> [Text segment]:
----

We are all familiar with Charles Dickens’ “A Christmas Carol”. That popular work was largely credited with “rebooting” Christmas celebration and traditions, but one of his lesser-known works on the subject of the yuletide season is this featured story, titled “A Christmas Tree“.
Dickens’ writing was indeed a major proponent in the Victorian resurgence of what we know today as Christmas. Many of the traditions we think of as timeless actually owe their existence to Charles Dickens, and the Christmas tree is one of them.
Beginning in the mid-1600s, Puritans and Protestants shunned all Christmas celebrations as idolatrous, and Christmas traditions of all sorts were fading from public memory and practice by the time Dickens decided to fondly chronicle, refashion and promote the old traditions. Indeed for a period in New England the Puritans made the Christmas tree illegal over concerns of its pagan origins.

----

> [Stored records]:

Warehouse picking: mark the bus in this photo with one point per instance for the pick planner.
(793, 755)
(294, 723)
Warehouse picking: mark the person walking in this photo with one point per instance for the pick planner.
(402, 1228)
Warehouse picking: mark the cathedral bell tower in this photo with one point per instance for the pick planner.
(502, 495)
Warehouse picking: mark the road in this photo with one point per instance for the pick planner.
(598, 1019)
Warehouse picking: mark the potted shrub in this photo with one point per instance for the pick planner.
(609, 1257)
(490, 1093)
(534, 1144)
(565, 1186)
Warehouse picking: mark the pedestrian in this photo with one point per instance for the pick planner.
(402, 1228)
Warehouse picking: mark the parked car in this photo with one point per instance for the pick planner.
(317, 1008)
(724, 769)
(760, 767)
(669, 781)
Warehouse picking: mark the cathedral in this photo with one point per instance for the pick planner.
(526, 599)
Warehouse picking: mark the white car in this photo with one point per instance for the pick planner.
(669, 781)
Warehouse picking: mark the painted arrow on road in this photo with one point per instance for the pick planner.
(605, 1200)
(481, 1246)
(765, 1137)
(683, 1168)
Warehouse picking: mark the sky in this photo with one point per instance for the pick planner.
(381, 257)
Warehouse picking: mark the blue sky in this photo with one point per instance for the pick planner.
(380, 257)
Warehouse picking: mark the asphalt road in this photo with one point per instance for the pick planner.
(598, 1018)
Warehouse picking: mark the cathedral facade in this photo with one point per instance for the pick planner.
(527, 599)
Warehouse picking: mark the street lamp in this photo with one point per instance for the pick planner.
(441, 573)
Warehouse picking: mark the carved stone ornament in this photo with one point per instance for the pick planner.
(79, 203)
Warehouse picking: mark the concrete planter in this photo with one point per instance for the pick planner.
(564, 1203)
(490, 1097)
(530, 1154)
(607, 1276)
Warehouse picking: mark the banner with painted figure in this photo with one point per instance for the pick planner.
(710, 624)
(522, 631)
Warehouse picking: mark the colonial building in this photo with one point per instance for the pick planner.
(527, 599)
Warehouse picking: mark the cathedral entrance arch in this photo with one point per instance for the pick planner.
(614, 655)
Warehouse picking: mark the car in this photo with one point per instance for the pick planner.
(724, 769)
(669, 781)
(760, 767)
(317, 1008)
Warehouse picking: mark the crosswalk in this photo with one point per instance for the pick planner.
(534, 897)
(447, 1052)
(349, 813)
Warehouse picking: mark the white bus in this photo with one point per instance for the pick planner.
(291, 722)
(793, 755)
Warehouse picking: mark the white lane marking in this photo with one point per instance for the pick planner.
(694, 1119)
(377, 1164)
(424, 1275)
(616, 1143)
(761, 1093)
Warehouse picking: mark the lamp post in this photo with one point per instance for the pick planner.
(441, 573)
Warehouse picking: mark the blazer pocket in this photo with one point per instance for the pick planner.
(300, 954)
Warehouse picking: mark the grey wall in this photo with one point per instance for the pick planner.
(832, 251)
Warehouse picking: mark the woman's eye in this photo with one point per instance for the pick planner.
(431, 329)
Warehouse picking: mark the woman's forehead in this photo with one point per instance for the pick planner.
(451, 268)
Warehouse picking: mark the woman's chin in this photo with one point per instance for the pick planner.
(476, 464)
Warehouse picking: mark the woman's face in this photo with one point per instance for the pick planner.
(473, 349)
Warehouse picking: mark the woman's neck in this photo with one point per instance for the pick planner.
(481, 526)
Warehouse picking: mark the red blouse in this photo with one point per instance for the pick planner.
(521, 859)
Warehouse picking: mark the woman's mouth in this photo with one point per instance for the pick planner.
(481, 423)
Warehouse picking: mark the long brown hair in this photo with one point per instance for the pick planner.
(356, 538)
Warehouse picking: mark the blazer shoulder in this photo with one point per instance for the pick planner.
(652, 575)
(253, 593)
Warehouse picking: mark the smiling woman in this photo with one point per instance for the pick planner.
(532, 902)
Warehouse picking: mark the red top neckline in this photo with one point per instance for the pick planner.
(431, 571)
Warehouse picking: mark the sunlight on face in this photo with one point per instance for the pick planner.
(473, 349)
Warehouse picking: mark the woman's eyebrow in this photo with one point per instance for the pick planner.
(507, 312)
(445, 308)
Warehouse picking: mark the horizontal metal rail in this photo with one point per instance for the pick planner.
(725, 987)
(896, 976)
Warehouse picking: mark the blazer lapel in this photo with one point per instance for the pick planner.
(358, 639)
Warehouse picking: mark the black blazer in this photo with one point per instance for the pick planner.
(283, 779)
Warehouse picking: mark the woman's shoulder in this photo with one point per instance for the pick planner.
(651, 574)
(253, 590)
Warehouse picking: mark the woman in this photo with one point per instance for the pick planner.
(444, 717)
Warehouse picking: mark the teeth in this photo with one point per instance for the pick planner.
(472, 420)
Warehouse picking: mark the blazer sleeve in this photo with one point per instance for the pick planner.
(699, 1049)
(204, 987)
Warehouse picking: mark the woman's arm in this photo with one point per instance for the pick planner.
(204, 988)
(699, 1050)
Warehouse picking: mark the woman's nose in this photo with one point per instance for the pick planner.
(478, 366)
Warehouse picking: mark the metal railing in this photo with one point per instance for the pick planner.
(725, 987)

----

> [List of tasks]:
a. In the passage on Dickens and Christmas, which verbs describe what Dickens decided to do with the old traditions? List them all.
b. Reproduce the records verbatim, from the line containing "Warehouse picking: mark the woman's arm" through the end of the records.
The passage on Dickens and Christmas and the records are unrelated material.

> [Responses by task]:
a. chronicle, refashion, promote

b.
Warehouse picking: mark the woman's arm in this photo with one point per instance for the pick planner.
(204, 988)
(699, 1050)
Warehouse picking: mark the woman's nose in this photo with one point per instance for the pick planner.
(478, 366)
Warehouse picking: mark the metal railing in this photo with one point per instance for the pick planner.
(725, 987)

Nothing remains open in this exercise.